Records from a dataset
—————

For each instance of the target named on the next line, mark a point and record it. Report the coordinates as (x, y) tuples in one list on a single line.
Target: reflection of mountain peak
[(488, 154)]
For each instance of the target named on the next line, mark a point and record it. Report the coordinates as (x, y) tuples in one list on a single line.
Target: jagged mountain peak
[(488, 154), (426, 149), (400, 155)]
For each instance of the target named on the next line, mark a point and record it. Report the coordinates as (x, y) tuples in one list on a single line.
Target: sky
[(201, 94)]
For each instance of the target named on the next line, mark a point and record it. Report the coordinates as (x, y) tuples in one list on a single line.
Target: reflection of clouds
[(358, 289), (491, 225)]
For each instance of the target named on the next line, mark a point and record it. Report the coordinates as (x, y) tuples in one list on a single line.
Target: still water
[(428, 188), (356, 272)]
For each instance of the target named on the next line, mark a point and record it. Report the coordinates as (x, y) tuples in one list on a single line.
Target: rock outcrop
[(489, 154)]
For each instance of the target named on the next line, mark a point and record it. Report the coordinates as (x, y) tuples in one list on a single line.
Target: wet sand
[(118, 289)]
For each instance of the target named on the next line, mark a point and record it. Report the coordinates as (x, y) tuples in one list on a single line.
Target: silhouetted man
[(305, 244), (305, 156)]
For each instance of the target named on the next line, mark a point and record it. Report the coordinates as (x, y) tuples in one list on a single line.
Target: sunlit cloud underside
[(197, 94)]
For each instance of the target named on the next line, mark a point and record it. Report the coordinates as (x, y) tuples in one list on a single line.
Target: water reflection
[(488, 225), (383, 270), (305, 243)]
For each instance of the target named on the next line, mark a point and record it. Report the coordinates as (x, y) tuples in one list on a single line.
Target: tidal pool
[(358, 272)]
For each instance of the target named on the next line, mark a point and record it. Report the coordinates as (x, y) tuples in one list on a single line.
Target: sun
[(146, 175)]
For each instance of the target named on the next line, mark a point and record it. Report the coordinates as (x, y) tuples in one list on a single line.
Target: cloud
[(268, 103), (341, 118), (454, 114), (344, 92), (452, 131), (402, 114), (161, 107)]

—————

## SET PROBLEM
Write out all records exactly, keeping every detail.

## TASK SOLUTION
For each instance of the target named on the next line, mark a point and record it. Report the coordinates as (x, y) tuples in one list on a single line.
Target: reflection of mountain peak
[(488, 154)]
For each instance of the target named on the next line, mark a point and record it. Report the coordinates as (x, y) tuples in one list on a single line.
Target: jagged mountain peak
[(488, 154), (426, 149), (400, 155)]
For each instance of the target named on the next line, mark a point and record it. Report the coordinates as (x, y) tuples in one list on a single line.
Target: sky
[(201, 94)]
For each instance of the target named on the next line, mark a point and record it. Report the coordinates as (x, y) tuples in one list on a single line.
Target: reflection of clouds
[(358, 289), (491, 225)]
For each instance of the target named on the next line, mark a point and record it. Report the coordinates as (x, y) tuples in one list on a single line.
Target: still water
[(428, 188), (356, 272)]
For each instance of the target named on the next line, mark a point and record it. Report the coordinates as (x, y) tuples in one list on a single line.
Target: rock outcrop
[(489, 154)]
For each instance of the target named on the next line, mark a point and record it. Report the coordinates as (x, y) tuples in one list on a single line.
Target: wet sand
[(118, 289)]
For each instance of the target named on the next line, mark a point and record it. Report the coordinates as (x, y) tuples in one list on a single line.
Target: silhouetted man
[(305, 244), (305, 156)]
For each instance of the target named on the next line, mark a point and record it. Report the coordinates as (x, y) tuples in one list on a single line.
Target: sunlit cloud underside
[(197, 94)]
For each instance of the target named on the next line, mark a point and record it. Report the coordinates as (x, y) tuples in one list on a single line.
Target: water reflection
[(488, 225), (383, 270), (305, 243)]
For each instance of the target named on the next line, mark a point and record it. Report the coordinates as (x, y) tuples in one list on a single line.
Target: tidal pool
[(358, 272)]
For each instance of the target named on the next line, mark a point and record it. Report the coordinates as (x, y) tuples in one list on a single line.
Target: sun
[(146, 175)]
For each instance of the target named on the next line, mark a point and record it. Report the coordinates as (x, y) tuples in one list on a single line.
Target: cloud
[(268, 103), (341, 118), (454, 114), (344, 92), (452, 131), (402, 114), (161, 107)]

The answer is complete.